What’s to Come: While the idea of a voluntary compliance program had some surface appeal, its value to employers was always somewhat questionable, particularly because supervised settlements under the program resolved only FLSA claims, leaving employers vulnerable to claims under state law. The DOL did not explain why it was terminating the program. However, it comes as no surprise, as each recent shift between Democratic and Republican administrations has seen a corresponding shift between a Republican emphasis on “compliance assistance” and Democratic administrations pursuing more aggressive enforcement.
Changes to Leadership
Biden Preparing to Nominate Julie Su as DOL Deputy Secretary
Julie Su, California Labor Secretary, is slated to become the second highest ranking official at DOL. Su, a graduate of Stanford University and Harvard Law School, is a longtime advocate for low-wage and immigrant communities. Her prior work includes serving as California’s Labor Commissioner and acting as the Litigation Director at Asian Americans Advancing Justice-Los Angeles, the nation’s largest legal and civil rights organization for Asian Americans, Native Hawaiians, and Pacific Islanders.

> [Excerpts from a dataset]
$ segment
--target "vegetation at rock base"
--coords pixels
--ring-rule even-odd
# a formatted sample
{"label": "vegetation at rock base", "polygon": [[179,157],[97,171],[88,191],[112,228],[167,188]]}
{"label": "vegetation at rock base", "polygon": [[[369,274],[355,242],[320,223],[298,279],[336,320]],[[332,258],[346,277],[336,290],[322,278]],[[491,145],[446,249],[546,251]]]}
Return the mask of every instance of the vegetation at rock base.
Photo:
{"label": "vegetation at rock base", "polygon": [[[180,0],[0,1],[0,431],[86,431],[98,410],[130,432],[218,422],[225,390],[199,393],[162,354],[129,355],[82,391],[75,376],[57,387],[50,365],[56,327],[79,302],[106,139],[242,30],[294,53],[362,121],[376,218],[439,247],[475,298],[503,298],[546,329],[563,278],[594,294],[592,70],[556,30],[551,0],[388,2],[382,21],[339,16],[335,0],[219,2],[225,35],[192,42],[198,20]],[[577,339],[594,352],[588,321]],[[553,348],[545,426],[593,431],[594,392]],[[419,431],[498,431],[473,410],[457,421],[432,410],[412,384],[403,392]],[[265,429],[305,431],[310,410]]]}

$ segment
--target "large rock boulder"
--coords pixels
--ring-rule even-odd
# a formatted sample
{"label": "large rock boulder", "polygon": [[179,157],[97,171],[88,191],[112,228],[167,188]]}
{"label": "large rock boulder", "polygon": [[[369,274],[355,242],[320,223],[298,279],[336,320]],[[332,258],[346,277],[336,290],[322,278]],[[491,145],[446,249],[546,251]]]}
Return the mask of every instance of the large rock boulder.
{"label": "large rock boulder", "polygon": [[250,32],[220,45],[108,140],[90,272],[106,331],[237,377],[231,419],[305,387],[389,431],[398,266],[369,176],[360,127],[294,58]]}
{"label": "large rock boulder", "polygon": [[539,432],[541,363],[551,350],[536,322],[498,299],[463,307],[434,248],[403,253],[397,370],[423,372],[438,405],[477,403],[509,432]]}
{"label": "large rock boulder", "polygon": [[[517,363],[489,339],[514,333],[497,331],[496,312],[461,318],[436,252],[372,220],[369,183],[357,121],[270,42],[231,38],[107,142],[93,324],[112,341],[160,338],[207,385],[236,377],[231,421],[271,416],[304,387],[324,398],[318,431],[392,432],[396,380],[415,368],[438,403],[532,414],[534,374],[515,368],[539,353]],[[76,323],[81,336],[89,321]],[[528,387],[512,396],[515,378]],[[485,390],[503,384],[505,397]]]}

> [WORK ITEM A]
Reproduce the part of the labor law update that opens with the words containing "Changes to Leadership" and closes with "and Pacific Islanders.", renaming "DOL" as "Department of Labor" at each occurrence.
> [WORK ITEM B]
Carry the labor law update forward from the point at which it stops.

> [YOUR RESPONSE A]
Changes to Leadership
Biden Preparing to Nominate Julie Su as Department of Labor Deputy Secretary
Julie Su, California Labor Secretary, is slated to become the second highest ranking official at Department of Labor. Su, a graduate of Stanford University and Harvard Law School, is a longtime advocate for low-wage and immigrant communities. Her prior work includes serving as California’s Labor Commissioner and acting as the Litigation Director at Asian Americans Advancing Justice-Los Angeles, the nation’s largest legal and civil rights organization for Asian Americans, Native Hawaiians, and Pacific Islanders.

> [YOUR RESPONSE B]
What’s to Come: As Su is nationally recognized as an expert on workers’ rights and civil rights, it is anticipated she will work with Marty Walsh to shape a pro-employee agenda at DOL.
Marty Walsh pledges to Support Workers, Expand Workers Rights at Labor Secretary Confirmation Hearing
On Thursday, the Senate Committee held the Labor Secretary confirmation hearing for Boston Mayor Marty Walsh. Walsh, a former union worker and longtime union advocate, pledged to support policies that protect and expand workers rights and the economy. Walsh addressed a number of contentious issues including enforceable workplace safety rules through OSHA and a $15.00 minimum wage. Walsh also affirmed his support for, Protecting the Right to Organize Act, the labor law overhaul bill recently proposed by Democrats. The bill would impose financial penalties on employers that violate workers’ rights and nullify state laws letting workers refuse to pay dues, among other things. A vote based on the committee’s recommendation on Walsh is expected to be scheduled as soon as possible.
What’s to Come: Walsh’s longtime commitment to unions and workers’ rights coupled with pledge to expand these rights is a clear indication of an aggressive pro-employee agenda for the Department of Labor.